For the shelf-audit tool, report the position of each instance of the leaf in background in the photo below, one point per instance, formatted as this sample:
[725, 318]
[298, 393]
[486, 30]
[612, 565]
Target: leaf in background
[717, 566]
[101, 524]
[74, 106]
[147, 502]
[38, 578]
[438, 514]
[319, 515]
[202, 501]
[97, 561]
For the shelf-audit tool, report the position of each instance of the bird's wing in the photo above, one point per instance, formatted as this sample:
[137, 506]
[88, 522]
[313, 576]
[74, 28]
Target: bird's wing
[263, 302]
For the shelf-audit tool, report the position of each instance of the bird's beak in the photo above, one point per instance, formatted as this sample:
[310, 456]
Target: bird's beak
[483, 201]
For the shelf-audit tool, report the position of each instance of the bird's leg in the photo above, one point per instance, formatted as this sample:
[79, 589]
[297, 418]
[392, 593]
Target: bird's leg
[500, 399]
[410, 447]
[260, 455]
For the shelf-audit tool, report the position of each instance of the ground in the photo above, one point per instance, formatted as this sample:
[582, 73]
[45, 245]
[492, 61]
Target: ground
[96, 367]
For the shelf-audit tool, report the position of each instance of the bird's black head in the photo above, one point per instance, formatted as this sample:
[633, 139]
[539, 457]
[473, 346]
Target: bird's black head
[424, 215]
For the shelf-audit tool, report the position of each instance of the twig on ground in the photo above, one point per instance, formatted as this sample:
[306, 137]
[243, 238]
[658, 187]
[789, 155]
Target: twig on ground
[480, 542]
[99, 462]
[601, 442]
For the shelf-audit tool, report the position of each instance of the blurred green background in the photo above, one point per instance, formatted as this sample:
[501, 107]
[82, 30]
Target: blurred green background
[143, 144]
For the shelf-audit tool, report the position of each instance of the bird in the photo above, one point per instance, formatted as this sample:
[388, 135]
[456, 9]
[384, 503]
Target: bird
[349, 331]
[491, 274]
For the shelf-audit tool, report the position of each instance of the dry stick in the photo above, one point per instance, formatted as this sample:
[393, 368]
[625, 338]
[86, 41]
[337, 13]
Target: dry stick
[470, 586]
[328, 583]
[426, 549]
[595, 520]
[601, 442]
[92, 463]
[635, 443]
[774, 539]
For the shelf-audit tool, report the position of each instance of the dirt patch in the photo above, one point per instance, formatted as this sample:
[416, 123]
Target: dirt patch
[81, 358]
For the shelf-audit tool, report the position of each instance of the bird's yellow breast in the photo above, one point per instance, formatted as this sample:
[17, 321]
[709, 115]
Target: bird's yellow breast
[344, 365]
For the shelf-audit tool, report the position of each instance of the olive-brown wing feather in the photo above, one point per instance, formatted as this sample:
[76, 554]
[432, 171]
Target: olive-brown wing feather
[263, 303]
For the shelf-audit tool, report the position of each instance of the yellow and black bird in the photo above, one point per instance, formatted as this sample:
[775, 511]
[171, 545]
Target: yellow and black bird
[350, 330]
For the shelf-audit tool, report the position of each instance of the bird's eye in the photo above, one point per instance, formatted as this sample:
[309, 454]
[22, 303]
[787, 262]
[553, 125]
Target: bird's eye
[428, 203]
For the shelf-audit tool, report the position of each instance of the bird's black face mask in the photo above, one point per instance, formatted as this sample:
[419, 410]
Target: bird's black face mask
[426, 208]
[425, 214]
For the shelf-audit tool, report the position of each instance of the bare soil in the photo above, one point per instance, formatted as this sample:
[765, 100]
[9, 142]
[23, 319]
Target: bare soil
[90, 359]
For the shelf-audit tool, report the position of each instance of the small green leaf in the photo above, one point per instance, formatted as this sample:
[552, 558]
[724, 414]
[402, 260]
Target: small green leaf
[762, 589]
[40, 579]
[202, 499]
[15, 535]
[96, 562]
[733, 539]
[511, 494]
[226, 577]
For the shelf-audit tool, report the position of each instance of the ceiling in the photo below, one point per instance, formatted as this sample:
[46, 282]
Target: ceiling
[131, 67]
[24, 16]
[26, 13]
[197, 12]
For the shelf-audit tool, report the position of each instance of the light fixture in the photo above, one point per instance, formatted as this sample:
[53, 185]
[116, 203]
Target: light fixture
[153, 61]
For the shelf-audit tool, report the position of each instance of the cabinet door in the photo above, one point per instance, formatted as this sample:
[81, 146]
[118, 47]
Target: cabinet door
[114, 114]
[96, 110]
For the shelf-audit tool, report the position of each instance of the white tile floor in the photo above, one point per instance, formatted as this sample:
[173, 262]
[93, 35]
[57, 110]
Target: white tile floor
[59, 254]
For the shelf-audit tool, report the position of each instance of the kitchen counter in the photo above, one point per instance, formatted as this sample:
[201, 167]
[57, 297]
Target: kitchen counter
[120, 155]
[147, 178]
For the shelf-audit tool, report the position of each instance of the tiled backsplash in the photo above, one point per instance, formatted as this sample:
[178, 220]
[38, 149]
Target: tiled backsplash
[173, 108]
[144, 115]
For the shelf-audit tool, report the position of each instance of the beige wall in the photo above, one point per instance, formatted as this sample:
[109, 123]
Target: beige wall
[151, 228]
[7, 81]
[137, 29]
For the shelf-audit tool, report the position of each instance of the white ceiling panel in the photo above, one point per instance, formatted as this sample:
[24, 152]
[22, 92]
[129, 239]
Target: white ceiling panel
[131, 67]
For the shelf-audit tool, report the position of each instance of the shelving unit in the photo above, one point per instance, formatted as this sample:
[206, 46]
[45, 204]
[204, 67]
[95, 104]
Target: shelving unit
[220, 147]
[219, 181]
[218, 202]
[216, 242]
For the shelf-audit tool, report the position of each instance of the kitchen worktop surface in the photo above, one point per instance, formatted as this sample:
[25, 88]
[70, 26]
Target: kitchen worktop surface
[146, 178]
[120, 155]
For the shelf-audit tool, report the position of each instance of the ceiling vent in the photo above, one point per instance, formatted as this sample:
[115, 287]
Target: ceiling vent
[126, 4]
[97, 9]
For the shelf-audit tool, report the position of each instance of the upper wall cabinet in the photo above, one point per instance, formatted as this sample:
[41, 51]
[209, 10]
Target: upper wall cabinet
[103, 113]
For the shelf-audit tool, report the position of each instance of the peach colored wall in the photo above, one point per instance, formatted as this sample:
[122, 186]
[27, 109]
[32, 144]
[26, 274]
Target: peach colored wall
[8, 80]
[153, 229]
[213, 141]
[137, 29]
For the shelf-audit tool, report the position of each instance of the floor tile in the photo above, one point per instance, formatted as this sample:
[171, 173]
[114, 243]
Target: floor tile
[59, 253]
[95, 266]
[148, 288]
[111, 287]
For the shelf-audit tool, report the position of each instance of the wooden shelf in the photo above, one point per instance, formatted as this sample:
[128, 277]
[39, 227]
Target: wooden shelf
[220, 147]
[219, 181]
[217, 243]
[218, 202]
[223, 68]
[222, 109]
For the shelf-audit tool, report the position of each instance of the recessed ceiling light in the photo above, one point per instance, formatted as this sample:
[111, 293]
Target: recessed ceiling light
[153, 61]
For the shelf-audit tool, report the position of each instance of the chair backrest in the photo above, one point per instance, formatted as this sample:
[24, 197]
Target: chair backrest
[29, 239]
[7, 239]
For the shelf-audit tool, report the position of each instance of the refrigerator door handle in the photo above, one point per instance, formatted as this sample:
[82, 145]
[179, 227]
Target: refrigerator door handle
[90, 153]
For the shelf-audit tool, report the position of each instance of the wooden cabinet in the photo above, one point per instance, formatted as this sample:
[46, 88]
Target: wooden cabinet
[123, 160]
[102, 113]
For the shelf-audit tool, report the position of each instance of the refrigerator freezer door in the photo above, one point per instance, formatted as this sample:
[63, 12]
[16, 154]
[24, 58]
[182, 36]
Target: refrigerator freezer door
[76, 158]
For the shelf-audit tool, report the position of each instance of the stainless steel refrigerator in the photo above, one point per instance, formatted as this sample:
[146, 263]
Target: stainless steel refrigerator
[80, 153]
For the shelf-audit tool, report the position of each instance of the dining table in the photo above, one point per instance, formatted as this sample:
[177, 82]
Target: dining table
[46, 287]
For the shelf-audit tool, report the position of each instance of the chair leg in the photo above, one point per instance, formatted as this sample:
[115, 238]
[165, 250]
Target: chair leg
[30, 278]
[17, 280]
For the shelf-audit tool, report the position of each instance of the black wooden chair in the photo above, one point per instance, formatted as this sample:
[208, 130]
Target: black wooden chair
-*-*-
*Short task:*
Can you print every line, unchanged, from the one containing "of the black" through the last line of the records, with both ends included?

*Full answer:*
For the shelf-audit tool, report the position of each instance of the black wooden chair in the photo above, one point per instance, formatted as this sample:
[208, 130]
Target: black wooden chair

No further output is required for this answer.